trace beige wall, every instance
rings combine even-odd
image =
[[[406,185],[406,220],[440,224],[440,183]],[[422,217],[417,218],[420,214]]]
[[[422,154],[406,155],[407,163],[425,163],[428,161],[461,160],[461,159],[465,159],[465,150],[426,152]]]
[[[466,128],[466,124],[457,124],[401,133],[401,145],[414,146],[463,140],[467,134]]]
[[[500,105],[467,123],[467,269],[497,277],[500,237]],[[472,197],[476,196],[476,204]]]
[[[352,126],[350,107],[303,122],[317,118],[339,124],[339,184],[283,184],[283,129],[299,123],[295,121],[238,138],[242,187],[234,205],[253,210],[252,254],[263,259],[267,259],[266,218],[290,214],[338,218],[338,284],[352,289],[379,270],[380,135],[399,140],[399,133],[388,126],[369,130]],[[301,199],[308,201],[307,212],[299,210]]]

Exercise directions
Convert the records above into a numbered list, leaving out any blank lines.

Worked solution
1. trace beige wall, every instance
2. rings combine even-odd
3. image =
4. [[[406,185],[406,220],[440,224],[440,183]],[[422,217],[417,218],[420,214]]]
5. [[[422,154],[406,155],[407,163],[425,163],[428,161],[461,160],[461,159],[465,159],[465,150],[426,152]]]
6. [[[466,128],[466,124],[457,124],[401,133],[401,145],[414,146],[463,140],[467,134]]]
7. [[[500,105],[467,123],[467,269],[497,277],[500,237]],[[472,197],[476,196],[476,204]]]
8. [[[352,126],[350,107],[303,122],[317,118],[339,124],[339,184],[283,184],[283,129],[299,123],[295,121],[238,138],[242,187],[234,205],[253,210],[252,254],[263,259],[267,259],[266,218],[290,214],[338,218],[338,284],[352,289],[379,270],[380,135],[399,140],[399,133],[388,126],[369,130]],[[301,199],[308,201],[307,212],[299,210]]]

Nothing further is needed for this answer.